**Dataset entries**.
□ □ □ □

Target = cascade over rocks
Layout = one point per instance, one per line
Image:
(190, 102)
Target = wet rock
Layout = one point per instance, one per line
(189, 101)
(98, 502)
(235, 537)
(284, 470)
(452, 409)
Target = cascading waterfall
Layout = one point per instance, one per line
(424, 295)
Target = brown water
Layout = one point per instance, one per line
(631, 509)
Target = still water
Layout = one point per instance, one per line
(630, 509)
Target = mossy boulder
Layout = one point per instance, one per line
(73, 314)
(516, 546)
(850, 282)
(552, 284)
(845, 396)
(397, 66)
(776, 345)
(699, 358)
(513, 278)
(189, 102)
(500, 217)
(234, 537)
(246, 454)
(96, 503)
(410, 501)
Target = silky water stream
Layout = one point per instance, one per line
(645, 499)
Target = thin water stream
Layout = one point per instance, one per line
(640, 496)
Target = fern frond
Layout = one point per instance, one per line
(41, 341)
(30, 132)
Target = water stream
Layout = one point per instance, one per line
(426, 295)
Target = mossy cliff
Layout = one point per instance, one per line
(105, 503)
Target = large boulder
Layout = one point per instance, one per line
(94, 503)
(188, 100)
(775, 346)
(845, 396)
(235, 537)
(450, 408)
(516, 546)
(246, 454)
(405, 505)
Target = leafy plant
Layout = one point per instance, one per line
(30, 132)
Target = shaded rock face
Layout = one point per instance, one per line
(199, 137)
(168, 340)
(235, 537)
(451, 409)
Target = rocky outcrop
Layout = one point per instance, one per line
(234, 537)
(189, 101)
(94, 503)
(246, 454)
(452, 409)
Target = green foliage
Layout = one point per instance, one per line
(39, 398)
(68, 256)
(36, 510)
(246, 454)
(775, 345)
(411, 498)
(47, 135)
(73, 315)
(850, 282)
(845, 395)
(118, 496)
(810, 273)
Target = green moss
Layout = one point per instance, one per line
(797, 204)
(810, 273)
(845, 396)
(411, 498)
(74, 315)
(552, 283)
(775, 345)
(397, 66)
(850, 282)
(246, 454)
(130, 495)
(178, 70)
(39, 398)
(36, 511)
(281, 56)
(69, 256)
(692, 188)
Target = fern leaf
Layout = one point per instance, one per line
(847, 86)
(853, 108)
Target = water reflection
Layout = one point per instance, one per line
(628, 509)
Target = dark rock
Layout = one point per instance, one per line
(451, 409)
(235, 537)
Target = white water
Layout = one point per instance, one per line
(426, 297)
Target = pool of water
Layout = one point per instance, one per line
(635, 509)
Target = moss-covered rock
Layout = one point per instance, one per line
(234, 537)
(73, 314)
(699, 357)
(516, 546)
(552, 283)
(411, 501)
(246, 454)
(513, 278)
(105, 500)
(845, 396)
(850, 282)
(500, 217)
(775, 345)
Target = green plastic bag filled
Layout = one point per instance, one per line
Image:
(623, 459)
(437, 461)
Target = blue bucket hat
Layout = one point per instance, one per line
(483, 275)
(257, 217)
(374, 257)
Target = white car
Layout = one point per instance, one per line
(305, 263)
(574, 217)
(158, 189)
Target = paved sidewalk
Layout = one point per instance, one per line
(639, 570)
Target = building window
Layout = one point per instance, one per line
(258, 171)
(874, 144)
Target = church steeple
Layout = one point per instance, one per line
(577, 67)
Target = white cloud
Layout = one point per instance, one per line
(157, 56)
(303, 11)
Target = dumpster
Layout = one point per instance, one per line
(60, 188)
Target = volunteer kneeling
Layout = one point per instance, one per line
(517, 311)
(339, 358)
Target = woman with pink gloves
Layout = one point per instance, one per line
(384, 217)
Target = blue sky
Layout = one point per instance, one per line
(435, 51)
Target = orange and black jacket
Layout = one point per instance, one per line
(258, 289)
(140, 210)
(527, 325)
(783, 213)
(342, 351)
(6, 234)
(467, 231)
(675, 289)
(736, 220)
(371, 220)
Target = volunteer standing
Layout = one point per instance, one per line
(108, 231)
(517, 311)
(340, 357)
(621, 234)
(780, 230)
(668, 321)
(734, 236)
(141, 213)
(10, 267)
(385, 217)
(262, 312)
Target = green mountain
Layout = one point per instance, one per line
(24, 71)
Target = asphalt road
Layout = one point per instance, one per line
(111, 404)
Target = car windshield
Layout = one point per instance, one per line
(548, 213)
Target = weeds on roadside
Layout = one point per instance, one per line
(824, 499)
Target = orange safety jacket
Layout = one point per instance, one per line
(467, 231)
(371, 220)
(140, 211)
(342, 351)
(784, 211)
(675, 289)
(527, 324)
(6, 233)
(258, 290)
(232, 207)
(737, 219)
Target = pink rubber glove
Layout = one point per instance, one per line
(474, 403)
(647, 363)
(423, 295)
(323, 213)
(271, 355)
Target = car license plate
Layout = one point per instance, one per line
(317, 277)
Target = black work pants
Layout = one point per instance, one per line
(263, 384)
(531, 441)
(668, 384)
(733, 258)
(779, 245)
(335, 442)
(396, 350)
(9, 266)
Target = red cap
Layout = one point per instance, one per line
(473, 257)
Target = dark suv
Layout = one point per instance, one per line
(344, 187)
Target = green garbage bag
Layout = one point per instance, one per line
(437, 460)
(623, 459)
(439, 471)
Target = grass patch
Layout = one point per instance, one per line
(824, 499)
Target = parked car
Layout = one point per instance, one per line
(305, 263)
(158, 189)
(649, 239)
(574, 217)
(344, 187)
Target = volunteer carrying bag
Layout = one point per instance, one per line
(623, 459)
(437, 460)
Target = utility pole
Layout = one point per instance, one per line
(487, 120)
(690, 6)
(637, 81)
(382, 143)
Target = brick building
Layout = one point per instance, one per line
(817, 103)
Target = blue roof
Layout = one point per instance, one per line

□ □ □ □

**Assigned task**.
Repeat exactly, please, each line from the beginning of the data through the line with "Target = cascading waterfall" in it, and only those lines.

**Completed exercise**.
Target = cascade over rocks
Layout = one point per instance, one per line
Image:
(190, 102)
Target = wet rock
Layout = one point per instance, one per line
(189, 101)
(98, 502)
(235, 537)
(284, 470)
(452, 409)
Target = cascading waterfall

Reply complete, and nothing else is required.